▶ _DATA LISTING_:
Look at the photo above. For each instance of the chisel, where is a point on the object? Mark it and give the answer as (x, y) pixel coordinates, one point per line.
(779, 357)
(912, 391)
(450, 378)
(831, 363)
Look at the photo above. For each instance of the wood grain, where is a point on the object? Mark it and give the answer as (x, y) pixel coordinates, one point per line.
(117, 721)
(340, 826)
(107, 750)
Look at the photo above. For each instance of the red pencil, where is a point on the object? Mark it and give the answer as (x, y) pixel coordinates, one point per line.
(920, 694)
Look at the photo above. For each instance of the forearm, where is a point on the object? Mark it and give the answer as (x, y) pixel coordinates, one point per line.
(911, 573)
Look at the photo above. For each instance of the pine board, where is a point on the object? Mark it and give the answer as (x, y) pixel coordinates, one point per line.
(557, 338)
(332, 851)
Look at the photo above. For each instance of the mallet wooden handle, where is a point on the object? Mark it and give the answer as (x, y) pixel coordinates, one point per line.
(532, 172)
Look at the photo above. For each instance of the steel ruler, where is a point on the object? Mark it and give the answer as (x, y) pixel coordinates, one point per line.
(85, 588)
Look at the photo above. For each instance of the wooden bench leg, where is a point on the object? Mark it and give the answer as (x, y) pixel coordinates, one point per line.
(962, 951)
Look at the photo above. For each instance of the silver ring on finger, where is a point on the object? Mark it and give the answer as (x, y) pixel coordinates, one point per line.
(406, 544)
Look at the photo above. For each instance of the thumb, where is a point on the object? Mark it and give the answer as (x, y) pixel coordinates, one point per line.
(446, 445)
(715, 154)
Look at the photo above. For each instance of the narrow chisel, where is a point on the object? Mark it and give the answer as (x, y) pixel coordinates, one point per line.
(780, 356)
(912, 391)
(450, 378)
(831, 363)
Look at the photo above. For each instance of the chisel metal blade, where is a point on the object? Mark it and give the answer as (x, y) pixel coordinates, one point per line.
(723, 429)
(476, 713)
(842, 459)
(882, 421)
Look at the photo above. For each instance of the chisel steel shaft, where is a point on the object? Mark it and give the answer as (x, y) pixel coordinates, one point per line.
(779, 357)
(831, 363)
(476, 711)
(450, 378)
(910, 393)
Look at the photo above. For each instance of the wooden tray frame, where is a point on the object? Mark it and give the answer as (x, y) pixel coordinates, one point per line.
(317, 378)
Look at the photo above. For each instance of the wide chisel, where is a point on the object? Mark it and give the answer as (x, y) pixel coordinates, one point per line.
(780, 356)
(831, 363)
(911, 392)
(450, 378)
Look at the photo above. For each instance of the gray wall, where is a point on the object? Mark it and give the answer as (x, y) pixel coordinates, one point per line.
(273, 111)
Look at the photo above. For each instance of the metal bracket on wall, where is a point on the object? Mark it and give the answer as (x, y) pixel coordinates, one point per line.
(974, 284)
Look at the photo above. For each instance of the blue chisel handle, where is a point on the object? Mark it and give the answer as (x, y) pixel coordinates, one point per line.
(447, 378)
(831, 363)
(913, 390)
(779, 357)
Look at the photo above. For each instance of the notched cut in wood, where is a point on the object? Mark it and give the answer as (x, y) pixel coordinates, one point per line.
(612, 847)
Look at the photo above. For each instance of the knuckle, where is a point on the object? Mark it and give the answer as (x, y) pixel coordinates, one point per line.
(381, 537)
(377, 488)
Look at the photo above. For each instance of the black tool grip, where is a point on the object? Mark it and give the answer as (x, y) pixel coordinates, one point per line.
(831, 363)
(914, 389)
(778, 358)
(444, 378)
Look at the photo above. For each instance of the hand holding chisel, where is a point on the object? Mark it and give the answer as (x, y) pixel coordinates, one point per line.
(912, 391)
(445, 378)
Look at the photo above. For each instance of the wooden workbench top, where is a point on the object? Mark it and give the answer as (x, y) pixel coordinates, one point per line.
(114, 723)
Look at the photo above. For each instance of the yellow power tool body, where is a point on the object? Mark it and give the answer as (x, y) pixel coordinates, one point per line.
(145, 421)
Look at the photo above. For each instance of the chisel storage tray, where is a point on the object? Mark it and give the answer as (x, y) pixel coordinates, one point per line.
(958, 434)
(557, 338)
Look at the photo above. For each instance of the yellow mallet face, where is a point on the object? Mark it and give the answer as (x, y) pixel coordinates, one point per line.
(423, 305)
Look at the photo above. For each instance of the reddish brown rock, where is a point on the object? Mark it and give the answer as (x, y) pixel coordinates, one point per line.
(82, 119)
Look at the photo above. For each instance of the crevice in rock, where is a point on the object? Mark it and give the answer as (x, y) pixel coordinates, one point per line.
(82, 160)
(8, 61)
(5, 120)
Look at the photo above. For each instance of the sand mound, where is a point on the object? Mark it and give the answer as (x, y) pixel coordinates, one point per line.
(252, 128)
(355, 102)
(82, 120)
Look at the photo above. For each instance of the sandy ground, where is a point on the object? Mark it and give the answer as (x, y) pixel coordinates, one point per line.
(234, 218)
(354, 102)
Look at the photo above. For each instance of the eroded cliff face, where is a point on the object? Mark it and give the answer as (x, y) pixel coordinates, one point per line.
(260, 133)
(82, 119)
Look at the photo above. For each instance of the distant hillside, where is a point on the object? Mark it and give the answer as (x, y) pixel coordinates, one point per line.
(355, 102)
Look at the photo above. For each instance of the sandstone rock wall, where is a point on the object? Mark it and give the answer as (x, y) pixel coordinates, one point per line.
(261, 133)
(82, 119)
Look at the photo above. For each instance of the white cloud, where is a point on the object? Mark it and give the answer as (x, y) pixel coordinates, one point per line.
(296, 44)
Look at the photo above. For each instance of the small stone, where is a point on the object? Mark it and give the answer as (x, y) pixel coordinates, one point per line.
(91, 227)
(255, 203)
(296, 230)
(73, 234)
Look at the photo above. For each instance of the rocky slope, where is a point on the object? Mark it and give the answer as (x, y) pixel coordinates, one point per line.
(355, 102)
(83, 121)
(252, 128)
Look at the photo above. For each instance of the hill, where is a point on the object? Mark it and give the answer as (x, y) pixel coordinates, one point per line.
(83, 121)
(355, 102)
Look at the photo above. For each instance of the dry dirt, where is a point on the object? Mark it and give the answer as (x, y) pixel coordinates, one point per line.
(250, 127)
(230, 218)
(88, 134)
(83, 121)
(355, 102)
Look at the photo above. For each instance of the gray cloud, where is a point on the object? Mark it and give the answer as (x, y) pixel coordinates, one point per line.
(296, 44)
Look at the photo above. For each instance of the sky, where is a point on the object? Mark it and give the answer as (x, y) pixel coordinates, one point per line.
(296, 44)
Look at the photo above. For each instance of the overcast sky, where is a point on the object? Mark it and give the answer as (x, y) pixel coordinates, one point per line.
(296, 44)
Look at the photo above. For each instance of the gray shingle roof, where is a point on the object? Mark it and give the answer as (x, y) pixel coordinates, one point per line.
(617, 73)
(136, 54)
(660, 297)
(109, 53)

▶ _TASK PROMPT_: Transcribe the material above in its entirety. Match it exactly.

▶ _ANSWER BELOW_:
Look at the photo above. For each instance of the chisel, where is a point on the object? Mark it and give the answer as (x, y) pixel coordinates, one point per line.
(779, 357)
(912, 391)
(450, 378)
(831, 363)
Look at the photo above. For each instance of the wood grain, where is a point on the object? Mark it and give the answer as (x, y) pixel coordinates, one point per line.
(117, 721)
(340, 826)
(107, 750)
Look at the photo above. For each instance of the red pencil, where is a point on the object? Mark it and give the answer as (x, y) pixel coordinates, one point per line.
(920, 694)
Look at the photo above. For each instance of the forearm, where is a point on the object? Mark it and give the answer as (x, y) pixel coordinates, one point per line.
(911, 573)
Look at the photo above. For each instance of the pine board, where is a point on the object? Mark it and give the answer as (x, y) pixel coordinates, one point per line.
(557, 338)
(332, 851)
Look at the photo above. For each instance of the mallet wooden handle, where is a point on the object? Mark it and give the answer as (x, y) pixel coordinates, one point per line.
(532, 172)
Look at the photo above. For each instance of the steel ruler, where is a point on the object? Mark it and give the answer as (x, y) pixel coordinates, one point per line.
(85, 588)
Look at the photo above. For each instance of the wooden bench leg, where is a point on the object? Mark it and give the answer as (x, y) pixel coordinates, one point per line.
(962, 951)
Look at the photo above. For each instance of the silver ring on finger, where is a point on the object? Mark it and give the answer as (x, y) pixel coordinates, one point per line.
(406, 544)
Look at the photo above. For each instance of the thumb, where is a point on the object? Mark it and give the answer as (x, y) pixel coordinates, one point per line.
(446, 445)
(715, 154)
Look at the photo above. For each instance of the narrow chisel, where is a point on the object? Mark it and give the answer as (x, y) pixel coordinates, one point per line.
(780, 356)
(912, 391)
(450, 378)
(831, 363)
Look at the photo above. For each instance of the chisel metal blade, where is a point on the object? Mark it and give the answer as (x, y) pixel coordinates, one point per line.
(723, 429)
(476, 713)
(842, 459)
(882, 421)
Look at the photo above. For each instance of the chisel steel shaft, where is a point on the object? Mark it and give the answer as (x, y) pixel coordinates, one point per line.
(779, 357)
(831, 363)
(476, 711)
(450, 378)
(910, 393)
Look at the photo above. For each instance of the wooden tray frame, where is a point on the object? Mark it and give the answer as (x, y) pixel coordinates, one point per line.
(317, 378)
Look at the photo above. For each instance of the wide chisel, where is a point on the object? Mark it and give the answer as (x, y) pixel coordinates, one point per line.
(780, 356)
(831, 363)
(911, 392)
(450, 378)
Look at the photo above. For each instance of the gray wall, where is a point on the object? Mark it and give the answer as (x, y) pixel coordinates, one point per line.
(273, 111)
Look at the photo above. For each instance of the metal bracket on wall, where is a point on the object? Mark it and give the answer as (x, y) pixel coordinates, one point per line.
(974, 284)
Look at the photo above. For each instance of the blue chisel handle, where is a point on the object? Mark it and give the answer as (x, y) pixel coordinates, one point per line.
(447, 378)
(831, 363)
(913, 390)
(779, 357)
Look at the photo above. For each instance of the notched cut in wood, where is a point on the object? Mark it and give the answer as (x, y) pixel coordinates, one point per line.
(612, 847)
Look at the photo above. For each instance of the knuckle, where is a point on the object? Mark it and give the answer as (x, y) pixel coordinates, one point per line.
(381, 537)
(377, 488)
Look at the photo above. For each instance of the black tool grip, where is a point on the object? Mark it and give the answer as (x, y) pixel coordinates, one point per line.
(831, 363)
(914, 389)
(778, 358)
(444, 378)
Look at the photo above. For each instance of the hand holding chisel, where is a point on the object? Mark it and give the answer as (x, y) pixel coordinates, one point per line.
(912, 391)
(445, 378)
Look at the photo above. For each instance of the wooden workbench top, where is a point on the object? Mark it and give the answer as (x, y) pixel coordinates, one point per line.
(114, 723)
Look at the photo above. For each instance of the yellow power tool body, where is a point on the object? Mark it and give the answer as (x, y) pixel coordinates, one point per line.
(145, 421)
Look at the photo above. For each instance of the chisel storage tray, where is a point on the object? Mark it and give the answer as (x, y) pixel coordinates, one point per line.
(958, 434)
(557, 338)
Look at the photo above. For each instance of the yellow mallet face, where is a point on the object? Mark it and give the answer as (x, y) pixel coordinates, one point per line.
(423, 305)
Look at the photo above. For each instance of the reddish brown rock, where is a point on the object? Mark it and give the answer as (x, y) pixel coordinates, one point per line.
(82, 119)
Look at the photo above. For each instance of the crevice in rock, where is a point on the object? Mark it and give the answer as (x, y) pixel coordinates, one point per line.
(82, 160)
(8, 61)
(5, 120)
Look at the photo above. For each instance of the sand mound, where is a point on the object? Mark it and give the answer as (x, y) pixel coordinates, one point per line.
(252, 128)
(355, 102)
(82, 120)
Look at the photo above. For each instance of the sandy ground, where is a point on the object? Mark it and give the answer as (x, y) pixel coordinates, one point per line.
(234, 218)
(354, 102)
Look at the photo above. For each instance of the eroded cliff face, where is a point on the object? Mark it and give the answer as (x, y) pixel coordinates, one point per line.
(260, 133)
(82, 119)
Look at the photo above. For each instance of the distant hillside, where is a point on the object? Mark it and give the answer as (x, y) pixel coordinates, one point per line.
(355, 102)
Look at the photo above. For each instance of the sandstone rock wall, where is a point on the object? Mark it and give the answer as (x, y) pixel coordinates, one point per line.
(261, 133)
(82, 119)
Look at the photo above. For each instance of the white cloud, where is a point on the object? Mark it and give the answer as (x, y) pixel coordinates, one point per line.
(296, 44)
Look at the photo above. For each instance of the small stone, where is a point on the object? Mark it and give the answer as (x, y) pixel coordinates, one point per line.
(91, 227)
(255, 203)
(296, 230)
(73, 234)
Look at the photo above. For each instance of the rocky slope, where is a point on the object? Mark it and give the answer as (x, y) pixel coordinates, one point per line.
(355, 102)
(83, 121)
(252, 128)
Look at the photo above. For each instance of the hill, where is a point on the object? Mark it and give the answer as (x, y) pixel coordinates, one point per line.
(83, 121)
(355, 102)
Look at the photo above. For each instance of the dry dirt, where is a point on the object? Mark it and give the answer as (x, y) pixel coordinates, one point per line.
(250, 127)
(230, 218)
(88, 134)
(83, 121)
(355, 102)
Look at the photo above. For each instance of the gray cloud, where is a point on the object? Mark it and give the answer as (x, y) pixel coordinates, one point per line.
(296, 44)
Look at the photo above. For each instance of the sky, where is a point on the object? Mark it and give the answer as (x, y) pixel coordinates, one point per line.
(296, 44)
Look at the photo above. For each instance of the overcast sky, where is a point on the object? Mark it and give the answer as (x, y) pixel coordinates, one point per line.
(296, 44)
Look at the photo above. For each instance of the gray shingle roof, where is a point on the object? Mark it and give the answer as (x, y) pixel coordinates, one point per line.
(617, 73)
(136, 54)
(660, 297)
(109, 53)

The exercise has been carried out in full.